■ EXERCISE: Locate the line containing "Each instance receives a single keypoint. Tag the white" in the data below. Reproduce it and every following line up to the end, exactly as given.

Point annotation records:
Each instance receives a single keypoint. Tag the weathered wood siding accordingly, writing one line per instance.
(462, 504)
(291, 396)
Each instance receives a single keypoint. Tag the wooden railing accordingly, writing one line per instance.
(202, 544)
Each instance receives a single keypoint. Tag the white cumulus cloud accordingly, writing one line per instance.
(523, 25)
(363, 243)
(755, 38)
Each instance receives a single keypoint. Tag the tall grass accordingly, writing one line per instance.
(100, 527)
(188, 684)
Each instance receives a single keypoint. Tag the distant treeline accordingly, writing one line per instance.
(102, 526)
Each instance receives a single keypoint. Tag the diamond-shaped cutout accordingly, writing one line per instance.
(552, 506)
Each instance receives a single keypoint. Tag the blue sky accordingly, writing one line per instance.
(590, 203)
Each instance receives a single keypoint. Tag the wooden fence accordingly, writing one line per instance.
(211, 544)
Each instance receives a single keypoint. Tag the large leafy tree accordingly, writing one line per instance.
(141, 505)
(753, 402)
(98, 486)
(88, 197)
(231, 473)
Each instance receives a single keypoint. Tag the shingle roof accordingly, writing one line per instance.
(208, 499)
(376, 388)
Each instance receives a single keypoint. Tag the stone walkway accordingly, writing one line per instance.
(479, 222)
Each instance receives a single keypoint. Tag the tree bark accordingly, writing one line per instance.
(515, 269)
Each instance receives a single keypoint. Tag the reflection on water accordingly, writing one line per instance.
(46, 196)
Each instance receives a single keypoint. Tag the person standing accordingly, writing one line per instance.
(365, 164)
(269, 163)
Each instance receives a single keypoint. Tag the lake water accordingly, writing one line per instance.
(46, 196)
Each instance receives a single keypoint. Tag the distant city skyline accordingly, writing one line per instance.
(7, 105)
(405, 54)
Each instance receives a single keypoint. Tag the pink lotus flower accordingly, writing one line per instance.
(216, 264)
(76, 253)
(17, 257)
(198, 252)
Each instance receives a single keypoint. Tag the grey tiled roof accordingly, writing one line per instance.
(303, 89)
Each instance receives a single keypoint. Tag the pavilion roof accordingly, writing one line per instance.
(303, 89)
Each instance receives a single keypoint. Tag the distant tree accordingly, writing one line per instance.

■ RESULT BELOW:
Each instance receives a single keypoint. Tag the white cumulus cloud accordingly, writing one line per instance.
(523, 25)
(363, 243)
(755, 38)
Each instance receives a single keypoint. Tag the tall grass accordingly, writing one line per instance.
(100, 527)
(188, 684)
Each instance receives a single keypoint. Tag the distant treeline accordingly, writing one line per instance.
(102, 526)
Each instance receives a single keypoint. Tag the diamond-shaped cutout accordingly, writing one line per instance.
(552, 506)
Each instance receives a single keypoint. Tag the blue sky accordingly, writing one line per instance.
(590, 203)
Each instance receives a single keypoint. Tag the wooden fence accordingly, writing one line per instance.
(211, 544)
Each instance receives a single keypoint. Tag the large leafy tree accordingly, writing one line per instance.
(141, 505)
(753, 402)
(98, 486)
(88, 197)
(231, 473)
Each instance receives a single keypoint. Tag the shingle roof accordingly, writing one line per instance.
(208, 499)
(376, 388)
Each instance receives a single keypoint. Tag the stone walkway accordingly, writing one line per instance.
(479, 222)
Each instance receives a single keypoint. Tag the tree bark accordingly, writing one line per instance.
(515, 269)
Each instance receives a single keypoint. Tag the reflection on water accordingly, writing one line per instance.
(46, 196)
Each instance receives a single keypoint. Tag the person standing accordingly, writing one line per instance.
(365, 164)
(269, 163)
Each instance receives a single keypoint. Tag the lake water accordingly, writing one line per instance.
(46, 196)
Each instance receives a single keypoint. Tag the distant city skyline accordingly, writing one line per instance.
(7, 105)
(405, 54)
Each instance receives a single keypoint. Tag the pink lotus flower accordingly, writing one line per instance.
(216, 264)
(76, 253)
(17, 257)
(198, 252)
Each instance receives a single keypoint. Tag the grey tiled roof accordingly, writing one line per instance.
(303, 89)
Each instance receives a single keypoint. Tag the pavilion roof accordingly, writing one line per instance.
(303, 89)
Each instance receives a single keypoint. Tag the distant tree accordingly, writing one line per instance.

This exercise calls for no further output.